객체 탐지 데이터
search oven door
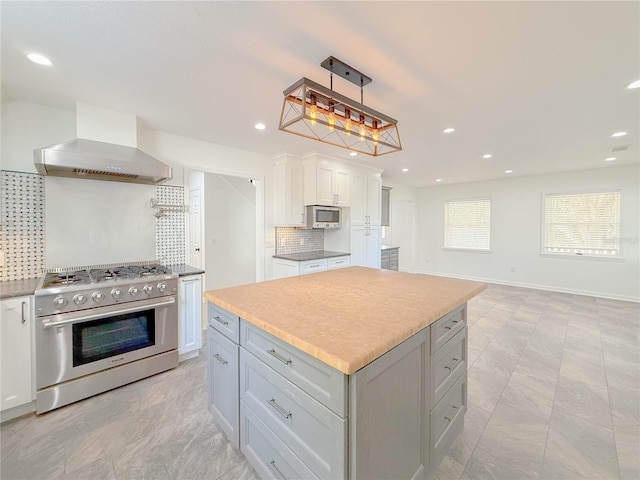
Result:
[35,296,178,390]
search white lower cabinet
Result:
[209,304,467,480]
[178,275,202,360]
[0,297,34,412]
[207,303,240,448]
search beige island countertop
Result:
[204,267,485,375]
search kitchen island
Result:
[204,267,484,479]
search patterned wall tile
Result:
[0,170,45,281]
[276,227,324,255]
[156,185,187,265]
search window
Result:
[444,198,491,251]
[542,192,620,257]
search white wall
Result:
[382,179,417,272]
[416,165,640,301]
[0,100,275,279]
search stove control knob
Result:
[73,293,87,305]
[53,297,69,308]
[91,292,104,303]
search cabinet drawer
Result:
[207,302,240,343]
[429,326,467,405]
[240,320,348,417]
[431,303,467,355]
[240,402,318,480]
[240,348,347,478]
[300,258,327,275]
[429,372,467,471]
[207,326,240,448]
[328,256,351,270]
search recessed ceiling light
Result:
[27,53,53,67]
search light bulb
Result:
[327,112,336,132]
[358,124,367,142]
[344,108,353,136]
[344,118,353,135]
[371,120,380,145]
[309,105,318,125]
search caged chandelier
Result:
[278,57,402,157]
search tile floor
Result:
[0,285,640,480]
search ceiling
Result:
[0,0,640,186]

연습 목표
위 목록에서 "search window" 문구가 들어 있는 줄부터 목록의 마지막 줄까지를, 두 끝 줄을 모두 포함하여 한 글자도 바꾸지 말고 그대로 옮겨 적으시오.

풀이 결과
search window
Result:
[444,198,491,251]
[542,192,620,257]
search white wall
Result:
[382,179,417,272]
[416,165,640,301]
[0,100,275,279]
search stove control knob
Result:
[73,293,87,305]
[53,297,69,308]
[91,292,104,303]
search cabinet drawer
Result:
[207,302,240,343]
[429,326,467,405]
[240,320,348,417]
[431,303,467,355]
[240,402,318,480]
[240,348,347,478]
[300,258,327,275]
[429,372,467,471]
[207,326,240,448]
[328,256,351,270]
search recessed ceiling light
Result:
[27,53,53,67]
search light bulb
Result:
[327,112,336,132]
[358,124,367,142]
[344,108,353,136]
[344,118,353,135]
[371,120,380,145]
[309,105,318,125]
search caged chandelier
Result:
[278,57,402,157]
search tile floor
Result:
[0,285,640,480]
search ceiling
Result:
[0,0,640,186]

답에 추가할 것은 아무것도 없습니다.